Short task
Identify each line in the material below that contains the word "trunk", and copy those lines in full.

[Start of Material for this exercise]

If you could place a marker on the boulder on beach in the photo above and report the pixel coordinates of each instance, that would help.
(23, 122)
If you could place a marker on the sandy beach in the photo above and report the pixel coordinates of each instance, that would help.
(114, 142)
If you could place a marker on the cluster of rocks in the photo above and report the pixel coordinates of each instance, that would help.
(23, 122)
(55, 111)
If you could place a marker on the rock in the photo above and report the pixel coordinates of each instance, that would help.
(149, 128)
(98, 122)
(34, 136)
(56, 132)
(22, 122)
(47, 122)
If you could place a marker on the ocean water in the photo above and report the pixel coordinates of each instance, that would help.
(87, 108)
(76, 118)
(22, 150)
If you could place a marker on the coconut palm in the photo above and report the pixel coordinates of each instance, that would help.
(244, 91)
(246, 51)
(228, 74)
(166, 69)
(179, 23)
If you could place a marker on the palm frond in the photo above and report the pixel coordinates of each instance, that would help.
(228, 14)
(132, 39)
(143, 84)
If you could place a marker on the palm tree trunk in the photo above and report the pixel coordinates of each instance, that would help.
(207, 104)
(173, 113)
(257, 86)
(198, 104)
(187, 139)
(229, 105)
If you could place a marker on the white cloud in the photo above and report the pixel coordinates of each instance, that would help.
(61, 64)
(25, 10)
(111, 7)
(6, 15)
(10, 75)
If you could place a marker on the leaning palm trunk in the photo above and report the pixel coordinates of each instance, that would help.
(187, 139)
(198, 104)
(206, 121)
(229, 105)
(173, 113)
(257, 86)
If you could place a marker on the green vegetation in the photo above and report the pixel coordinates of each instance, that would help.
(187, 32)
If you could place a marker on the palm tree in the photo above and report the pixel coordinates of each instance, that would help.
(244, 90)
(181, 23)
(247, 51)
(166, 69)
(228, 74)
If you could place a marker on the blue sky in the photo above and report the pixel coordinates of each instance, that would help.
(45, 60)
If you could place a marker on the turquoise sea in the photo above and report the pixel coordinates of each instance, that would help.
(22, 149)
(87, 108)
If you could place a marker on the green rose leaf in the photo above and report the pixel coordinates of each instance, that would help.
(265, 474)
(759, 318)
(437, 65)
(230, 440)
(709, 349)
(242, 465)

[End of Material for this exercise]
[Start of Material for this exercise]

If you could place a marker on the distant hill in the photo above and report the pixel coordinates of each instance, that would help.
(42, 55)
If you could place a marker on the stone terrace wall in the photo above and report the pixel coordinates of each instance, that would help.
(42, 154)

[End of Material for this exercise]

Correct output
If you could place a marker on the palm tree trunk in the photo above and report the pixel coordinates of each instance, that would help.
If you could place a marker on the leaning palm trunk in the photo above and report the pixel coordinates of each instance, that would help.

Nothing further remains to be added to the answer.